Wer die Stylistin Theresa Gross kennenlernen will, ihre Arbeit und ihre Style-Philosophie, der besucht sie am besten in ihrer Wohnung in Neukölln. Theresa hat bereits für Nike, Louis Vuitton, Lala Berlin und Vogue Germany gearbeitet, über ihren Job erzählt sie: "Die interessanteste, aber auch größte Herausforderung ist, wie persönlich dieser Beruf ist. Es ist eine emotionale Arbeit. Man muss viel Einfühlungsvermögen haben, um jemanden aus seiner Komfortzone zu locken, aber trotzdem auch Grenzen spüren. Ich habe viele intime Begegnungen mit Menschen, die sich mir anvertrauen - sich im Wortsinn vor dir nackt machen. Diese Nähe muss ich mir aber auch jedes Mal neu aufbauen."
In unserem Interview spricht Theresa über Humana-Shirts zur Designertasche, das Arbeiten am Wochenende und wie man Kleidung und Möbel findet, die wirklich zu einem passen.

▶ _Datensätze aus einer Datenquelle_
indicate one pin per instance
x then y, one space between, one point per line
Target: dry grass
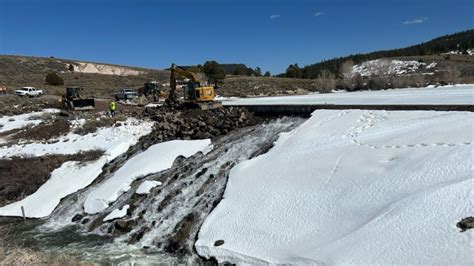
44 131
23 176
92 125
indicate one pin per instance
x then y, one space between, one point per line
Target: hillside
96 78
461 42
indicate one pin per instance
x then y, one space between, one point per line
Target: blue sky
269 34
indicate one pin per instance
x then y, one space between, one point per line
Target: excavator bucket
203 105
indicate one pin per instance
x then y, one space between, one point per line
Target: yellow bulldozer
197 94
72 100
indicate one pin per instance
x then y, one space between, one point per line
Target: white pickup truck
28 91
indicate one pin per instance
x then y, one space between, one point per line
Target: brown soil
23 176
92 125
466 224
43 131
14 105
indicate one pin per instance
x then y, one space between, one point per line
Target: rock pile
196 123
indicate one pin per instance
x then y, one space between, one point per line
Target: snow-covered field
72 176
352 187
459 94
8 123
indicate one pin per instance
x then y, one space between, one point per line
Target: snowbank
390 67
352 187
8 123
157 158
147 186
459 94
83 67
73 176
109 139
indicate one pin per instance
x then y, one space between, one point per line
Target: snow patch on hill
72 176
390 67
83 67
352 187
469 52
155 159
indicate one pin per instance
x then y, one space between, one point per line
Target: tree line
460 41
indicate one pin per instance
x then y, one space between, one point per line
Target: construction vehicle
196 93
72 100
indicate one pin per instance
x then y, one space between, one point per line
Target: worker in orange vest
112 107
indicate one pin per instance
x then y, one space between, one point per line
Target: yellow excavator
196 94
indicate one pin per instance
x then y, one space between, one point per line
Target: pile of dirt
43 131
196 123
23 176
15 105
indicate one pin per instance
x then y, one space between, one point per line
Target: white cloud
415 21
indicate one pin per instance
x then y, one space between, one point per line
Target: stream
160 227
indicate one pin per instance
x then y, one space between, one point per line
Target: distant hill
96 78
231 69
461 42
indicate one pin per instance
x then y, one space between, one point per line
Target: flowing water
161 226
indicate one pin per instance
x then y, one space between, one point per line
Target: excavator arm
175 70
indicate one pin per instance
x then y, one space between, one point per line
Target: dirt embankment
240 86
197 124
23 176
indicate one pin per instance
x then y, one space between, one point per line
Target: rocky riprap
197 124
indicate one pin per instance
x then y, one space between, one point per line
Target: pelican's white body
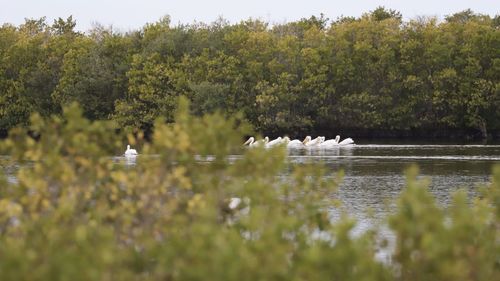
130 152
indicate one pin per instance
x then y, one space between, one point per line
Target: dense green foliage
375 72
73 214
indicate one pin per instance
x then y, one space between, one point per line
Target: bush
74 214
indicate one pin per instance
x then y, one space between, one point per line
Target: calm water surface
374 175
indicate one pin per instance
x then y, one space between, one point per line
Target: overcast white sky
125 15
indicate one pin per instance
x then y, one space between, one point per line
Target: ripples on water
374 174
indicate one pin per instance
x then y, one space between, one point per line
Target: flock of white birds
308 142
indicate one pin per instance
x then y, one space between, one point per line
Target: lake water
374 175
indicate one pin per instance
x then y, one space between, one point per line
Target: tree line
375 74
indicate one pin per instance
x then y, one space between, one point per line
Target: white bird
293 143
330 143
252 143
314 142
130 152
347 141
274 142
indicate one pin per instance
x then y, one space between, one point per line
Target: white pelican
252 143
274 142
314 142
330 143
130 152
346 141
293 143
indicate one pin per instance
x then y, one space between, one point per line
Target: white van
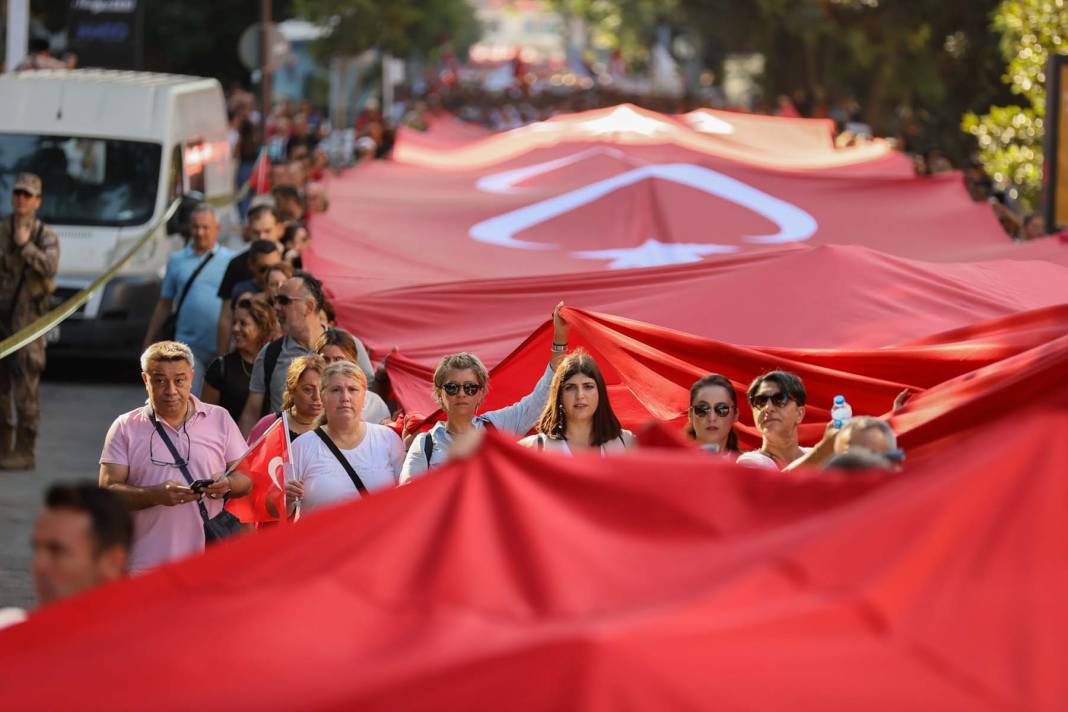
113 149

▶ _SCHRIFTLICHE AUFGABE 1_
Schreib den Abschnitt des Lesetexts über Theresa Gross von "In unserem Interview" bis "zu einem passen." noch einmal ab und setze dabei "Feierabend" an die Stelle von "Wochenende".
▶ _SCHRIFTLICHE AUFGABE 2_
Für welche Marken und Magazine hat Theresa Gross laut dem Lesetext bereits gearbeitet?

▶ _LÖSUNG DER ÜBUNG 1_
In unserem Interview spricht Theresa über Humana-Shirts zur Designertasche, das Arbeiten am Feierabend und wie man Kleidung und Möbel findet, die wirklich zu einem passen.

▶ _LÖSUNG DER ÜBUNG 2_
Für Nike, Louis Vuitton, Lala Berlin und Vogue Germany.